PROBLEM STATEMENT ▸
Format the lines below as a numbered list and omit any blank lines.

INFORMATION GIVEN ▸
┌──

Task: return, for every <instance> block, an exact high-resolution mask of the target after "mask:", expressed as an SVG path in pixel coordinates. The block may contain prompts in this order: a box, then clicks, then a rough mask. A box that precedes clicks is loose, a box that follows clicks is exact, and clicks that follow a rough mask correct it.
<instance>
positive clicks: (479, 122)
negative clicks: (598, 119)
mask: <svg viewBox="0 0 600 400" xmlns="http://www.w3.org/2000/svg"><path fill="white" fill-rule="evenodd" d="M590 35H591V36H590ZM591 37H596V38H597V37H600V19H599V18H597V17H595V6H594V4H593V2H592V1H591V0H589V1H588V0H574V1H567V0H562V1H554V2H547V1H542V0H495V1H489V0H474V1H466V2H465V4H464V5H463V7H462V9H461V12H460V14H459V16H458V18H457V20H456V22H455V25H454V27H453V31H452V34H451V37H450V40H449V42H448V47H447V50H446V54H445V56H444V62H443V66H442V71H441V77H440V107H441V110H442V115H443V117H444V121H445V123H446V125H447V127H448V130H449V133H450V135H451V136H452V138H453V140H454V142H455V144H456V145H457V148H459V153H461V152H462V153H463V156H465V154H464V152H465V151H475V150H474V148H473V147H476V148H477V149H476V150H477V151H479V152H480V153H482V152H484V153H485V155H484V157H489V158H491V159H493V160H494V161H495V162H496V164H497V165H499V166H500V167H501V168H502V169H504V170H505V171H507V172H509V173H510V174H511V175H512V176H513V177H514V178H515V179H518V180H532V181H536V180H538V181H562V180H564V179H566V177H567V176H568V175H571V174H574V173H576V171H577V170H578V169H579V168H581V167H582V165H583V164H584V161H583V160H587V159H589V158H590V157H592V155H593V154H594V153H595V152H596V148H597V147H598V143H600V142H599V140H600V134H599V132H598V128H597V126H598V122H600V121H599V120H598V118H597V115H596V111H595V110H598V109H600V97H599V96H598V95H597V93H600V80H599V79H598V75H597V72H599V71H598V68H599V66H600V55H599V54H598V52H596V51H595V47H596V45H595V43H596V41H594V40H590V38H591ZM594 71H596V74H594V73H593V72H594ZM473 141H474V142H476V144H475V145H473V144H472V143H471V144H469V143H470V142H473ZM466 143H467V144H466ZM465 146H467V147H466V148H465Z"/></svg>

└──

REPLY TO THE TASK ▸
1. Task: return, for every <instance> block, an exact high-resolution mask of the target after "mask:", expressed as an SVG path in pixel coordinates. The block may contain prompts in this order: a box, then clicks, then a rough mask. A box that precedes clicks is loose, a box that follows clicks is exact, and clicks that follow a rough mask correct it.
2. <instance>
3. positive clicks: (479, 122)
4. negative clicks: (598, 119)
5. mask: <svg viewBox="0 0 600 400" xmlns="http://www.w3.org/2000/svg"><path fill="white" fill-rule="evenodd" d="M590 35H591V36H590ZM591 37H596V38H597V37H600V19H599V18H597V17H595V6H594V4H593V2H592V1H591V0H589V1H588V0H574V1H567V0H562V1H554V2H547V1H542V0H495V1H489V0H474V1H466V2H465V4H464V5H463V7H462V9H461V12H460V14H459V16H458V18H457V20H456V22H455V25H454V27H453V31H452V34H451V37H450V40H449V42H448V47H447V50H446V54H445V56H444V62H443V66H442V71H441V77H440V107H441V110H442V115H443V117H444V121H445V123H446V125H447V127H448V130H449V133H450V135H451V136H452V138H453V140H454V142H455V144H456V145H457V148H459V153H461V152H462V153H463V156H465V154H464V152H465V151H475V150H474V148H473V147H476V148H477V149H476V150H477V151H479V152H480V153H482V152H484V153H485V155H484V157H489V158H491V159H493V160H494V161H495V162H496V164H497V165H499V166H500V167H501V168H502V169H504V170H505V171H507V172H509V173H510V174H511V175H512V176H513V177H514V178H515V179H518V180H532V181H536V180H538V181H562V180H564V179H566V177H567V176H568V175H571V174H574V173H576V171H577V170H578V169H579V168H581V167H582V165H583V164H584V161H583V160H587V159H589V158H590V157H592V155H593V154H594V153H595V152H596V148H597V147H598V143H600V142H599V140H600V134H599V132H598V128H597V126H598V122H600V121H599V120H598V118H597V115H596V111H595V110H598V109H600V97H599V96H598V95H597V93H600V80H599V79H598V75H597V72H599V71H598V68H599V66H600V55H599V54H598V52H596V51H595V47H596V45H595V43H596V41H594V40H590V38H591ZM594 71H596V74H594V73H593V72H594ZM473 141H474V142H476V144H475V145H473V144H472V143H471V144H469V143H470V142H473ZM466 143H467V144H466ZM465 146H467V147H466V148H465Z"/></svg>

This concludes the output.